▸ **Stated task**
Using the entries below, output exactly the line containing "Pick out the scoria" and all lines that follow it to the end.

# # # #

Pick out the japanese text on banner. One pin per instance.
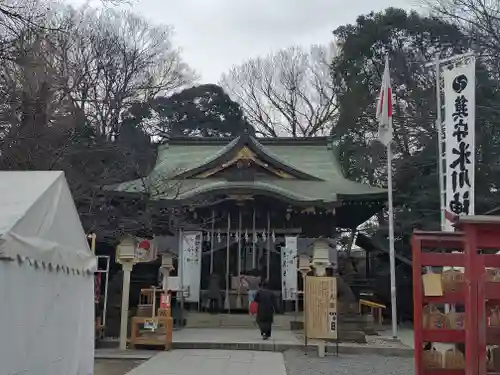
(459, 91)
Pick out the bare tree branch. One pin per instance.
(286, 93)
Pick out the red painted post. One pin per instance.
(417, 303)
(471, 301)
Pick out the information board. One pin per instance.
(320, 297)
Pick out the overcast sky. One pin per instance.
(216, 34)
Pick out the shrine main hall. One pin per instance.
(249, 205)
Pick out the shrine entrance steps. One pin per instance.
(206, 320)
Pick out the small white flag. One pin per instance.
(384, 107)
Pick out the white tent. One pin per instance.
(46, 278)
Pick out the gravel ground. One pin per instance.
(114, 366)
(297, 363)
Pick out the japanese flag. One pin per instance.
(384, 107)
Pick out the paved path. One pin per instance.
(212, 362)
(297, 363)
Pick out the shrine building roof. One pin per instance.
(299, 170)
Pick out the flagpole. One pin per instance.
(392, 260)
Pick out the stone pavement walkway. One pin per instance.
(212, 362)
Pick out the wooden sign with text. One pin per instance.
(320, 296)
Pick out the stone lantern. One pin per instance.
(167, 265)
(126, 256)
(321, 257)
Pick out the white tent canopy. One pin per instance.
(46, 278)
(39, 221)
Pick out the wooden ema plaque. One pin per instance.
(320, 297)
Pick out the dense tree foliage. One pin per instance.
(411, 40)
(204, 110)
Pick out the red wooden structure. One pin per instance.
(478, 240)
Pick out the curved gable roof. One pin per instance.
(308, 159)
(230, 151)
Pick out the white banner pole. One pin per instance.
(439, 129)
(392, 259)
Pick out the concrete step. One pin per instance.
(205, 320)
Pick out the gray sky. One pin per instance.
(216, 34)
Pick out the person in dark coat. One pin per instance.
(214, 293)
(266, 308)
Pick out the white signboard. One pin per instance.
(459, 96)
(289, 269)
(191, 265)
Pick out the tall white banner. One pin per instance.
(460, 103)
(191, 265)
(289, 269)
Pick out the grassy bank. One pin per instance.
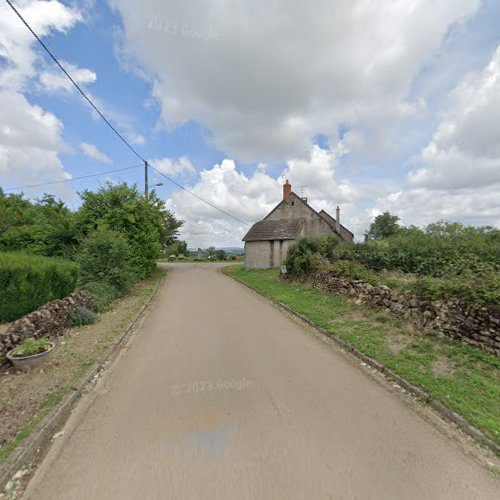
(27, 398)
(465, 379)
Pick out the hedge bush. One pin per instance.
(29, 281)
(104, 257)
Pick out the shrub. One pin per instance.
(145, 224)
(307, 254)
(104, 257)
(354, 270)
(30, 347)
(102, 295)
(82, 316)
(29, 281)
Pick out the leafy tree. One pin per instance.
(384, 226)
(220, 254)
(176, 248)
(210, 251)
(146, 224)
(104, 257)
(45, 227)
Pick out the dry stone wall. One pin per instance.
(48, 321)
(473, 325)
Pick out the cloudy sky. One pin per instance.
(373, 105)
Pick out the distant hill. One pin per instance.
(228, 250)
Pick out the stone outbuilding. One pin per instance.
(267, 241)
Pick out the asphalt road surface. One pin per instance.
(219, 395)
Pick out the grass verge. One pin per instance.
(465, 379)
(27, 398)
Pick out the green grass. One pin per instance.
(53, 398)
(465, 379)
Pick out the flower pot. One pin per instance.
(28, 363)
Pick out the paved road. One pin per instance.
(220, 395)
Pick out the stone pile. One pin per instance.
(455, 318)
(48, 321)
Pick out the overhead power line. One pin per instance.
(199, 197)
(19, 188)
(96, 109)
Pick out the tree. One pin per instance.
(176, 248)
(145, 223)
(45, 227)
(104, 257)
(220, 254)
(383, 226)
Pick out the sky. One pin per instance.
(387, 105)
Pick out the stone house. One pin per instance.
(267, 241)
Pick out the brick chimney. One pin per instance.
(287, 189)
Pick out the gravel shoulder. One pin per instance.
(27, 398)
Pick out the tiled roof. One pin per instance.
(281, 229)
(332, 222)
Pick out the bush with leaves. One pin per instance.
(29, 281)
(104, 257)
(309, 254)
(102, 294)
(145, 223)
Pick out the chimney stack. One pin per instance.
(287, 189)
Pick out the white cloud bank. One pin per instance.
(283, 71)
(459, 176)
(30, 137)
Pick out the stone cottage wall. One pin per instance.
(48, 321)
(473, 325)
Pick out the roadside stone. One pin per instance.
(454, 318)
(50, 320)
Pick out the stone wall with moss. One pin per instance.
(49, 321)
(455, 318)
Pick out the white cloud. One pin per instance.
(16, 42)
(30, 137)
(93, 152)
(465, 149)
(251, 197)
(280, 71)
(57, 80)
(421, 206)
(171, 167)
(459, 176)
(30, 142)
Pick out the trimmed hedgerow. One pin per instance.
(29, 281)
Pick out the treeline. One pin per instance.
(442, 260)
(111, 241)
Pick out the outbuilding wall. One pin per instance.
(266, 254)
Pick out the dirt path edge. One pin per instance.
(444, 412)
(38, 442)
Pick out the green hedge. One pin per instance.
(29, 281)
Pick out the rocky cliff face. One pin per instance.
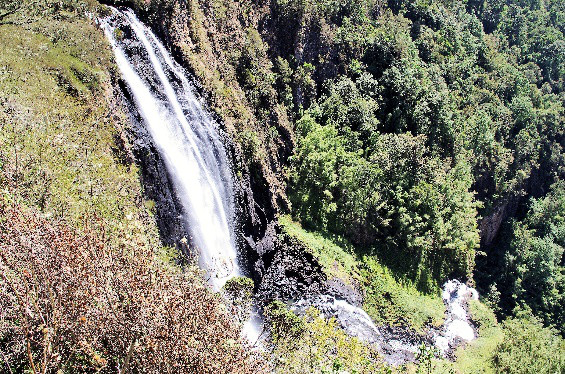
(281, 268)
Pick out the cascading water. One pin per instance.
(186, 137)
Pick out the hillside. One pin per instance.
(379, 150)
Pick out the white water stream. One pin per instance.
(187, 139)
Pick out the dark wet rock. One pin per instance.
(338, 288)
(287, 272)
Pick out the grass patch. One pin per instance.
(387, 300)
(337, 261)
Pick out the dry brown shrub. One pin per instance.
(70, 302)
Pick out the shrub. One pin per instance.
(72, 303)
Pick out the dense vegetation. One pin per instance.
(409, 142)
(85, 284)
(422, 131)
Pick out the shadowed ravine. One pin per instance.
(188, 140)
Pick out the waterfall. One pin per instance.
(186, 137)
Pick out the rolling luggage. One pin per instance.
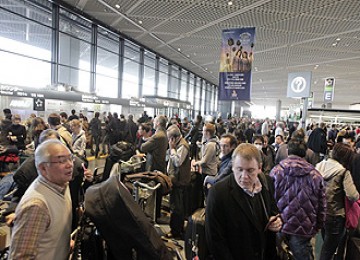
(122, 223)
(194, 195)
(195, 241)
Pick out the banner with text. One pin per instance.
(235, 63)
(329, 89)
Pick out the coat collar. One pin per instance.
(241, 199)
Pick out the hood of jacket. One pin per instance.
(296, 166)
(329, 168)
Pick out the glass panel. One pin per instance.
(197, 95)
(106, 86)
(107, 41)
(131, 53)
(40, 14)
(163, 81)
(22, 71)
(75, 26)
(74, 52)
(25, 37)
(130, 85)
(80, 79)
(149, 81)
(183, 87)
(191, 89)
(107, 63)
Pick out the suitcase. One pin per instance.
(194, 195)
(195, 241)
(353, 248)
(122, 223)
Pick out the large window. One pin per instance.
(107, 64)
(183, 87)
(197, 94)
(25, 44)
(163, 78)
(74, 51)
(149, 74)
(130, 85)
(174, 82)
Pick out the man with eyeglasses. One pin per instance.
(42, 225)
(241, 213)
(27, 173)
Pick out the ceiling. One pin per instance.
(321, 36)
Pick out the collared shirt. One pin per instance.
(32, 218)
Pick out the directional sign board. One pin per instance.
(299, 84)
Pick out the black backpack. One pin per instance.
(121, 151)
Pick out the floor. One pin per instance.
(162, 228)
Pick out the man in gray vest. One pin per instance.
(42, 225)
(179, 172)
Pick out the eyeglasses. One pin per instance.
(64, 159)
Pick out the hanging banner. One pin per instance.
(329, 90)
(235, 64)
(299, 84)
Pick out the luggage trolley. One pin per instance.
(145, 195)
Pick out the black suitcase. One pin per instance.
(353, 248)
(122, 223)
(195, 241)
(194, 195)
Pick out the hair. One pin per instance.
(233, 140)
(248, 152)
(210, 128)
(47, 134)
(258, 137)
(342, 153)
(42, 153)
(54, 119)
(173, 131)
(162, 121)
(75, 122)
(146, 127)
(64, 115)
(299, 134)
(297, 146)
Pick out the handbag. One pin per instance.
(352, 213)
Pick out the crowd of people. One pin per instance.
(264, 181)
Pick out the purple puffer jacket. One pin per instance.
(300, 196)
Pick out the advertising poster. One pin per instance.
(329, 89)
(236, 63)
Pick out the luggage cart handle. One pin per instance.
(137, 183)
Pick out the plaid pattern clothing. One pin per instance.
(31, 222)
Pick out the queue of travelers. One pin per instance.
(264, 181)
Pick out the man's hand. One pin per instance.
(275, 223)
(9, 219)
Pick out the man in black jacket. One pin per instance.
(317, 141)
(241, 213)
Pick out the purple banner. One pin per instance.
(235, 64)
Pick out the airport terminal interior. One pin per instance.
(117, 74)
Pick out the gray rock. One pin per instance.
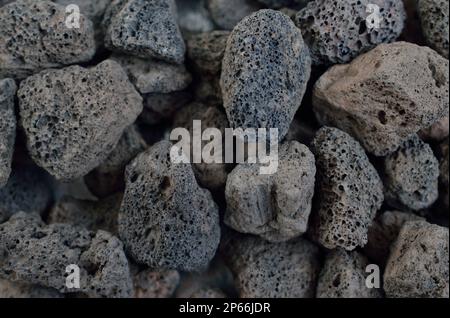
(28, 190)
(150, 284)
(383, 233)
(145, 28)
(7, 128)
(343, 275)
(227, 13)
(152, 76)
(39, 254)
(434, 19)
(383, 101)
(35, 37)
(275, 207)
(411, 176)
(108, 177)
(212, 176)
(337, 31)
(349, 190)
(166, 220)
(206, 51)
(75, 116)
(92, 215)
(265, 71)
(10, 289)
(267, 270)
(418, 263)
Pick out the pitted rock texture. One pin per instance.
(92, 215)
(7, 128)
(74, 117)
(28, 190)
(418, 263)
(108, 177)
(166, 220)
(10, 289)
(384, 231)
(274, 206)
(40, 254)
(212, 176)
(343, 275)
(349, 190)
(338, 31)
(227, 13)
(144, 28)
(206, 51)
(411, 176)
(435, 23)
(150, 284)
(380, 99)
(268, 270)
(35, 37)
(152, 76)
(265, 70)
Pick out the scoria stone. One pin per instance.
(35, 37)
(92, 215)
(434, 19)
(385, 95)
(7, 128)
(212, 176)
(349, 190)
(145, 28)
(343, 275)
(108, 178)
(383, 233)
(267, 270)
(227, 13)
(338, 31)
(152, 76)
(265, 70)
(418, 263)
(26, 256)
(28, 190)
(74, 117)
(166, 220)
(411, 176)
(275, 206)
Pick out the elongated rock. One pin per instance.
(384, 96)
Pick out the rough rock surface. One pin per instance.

# # # #

▸ **Solution to the problem**
Pick out the scoria stone. One pin per instance.
(35, 37)
(92, 215)
(434, 19)
(385, 95)
(7, 128)
(212, 176)
(349, 190)
(145, 28)
(343, 275)
(108, 178)
(383, 233)
(267, 270)
(227, 13)
(338, 31)
(152, 76)
(265, 70)
(418, 263)
(26, 256)
(28, 190)
(74, 117)
(166, 220)
(411, 176)
(275, 206)
Pick out the elongated rock. One pin per instance.
(384, 96)
Pick out the rough rock surface. One pin per instance.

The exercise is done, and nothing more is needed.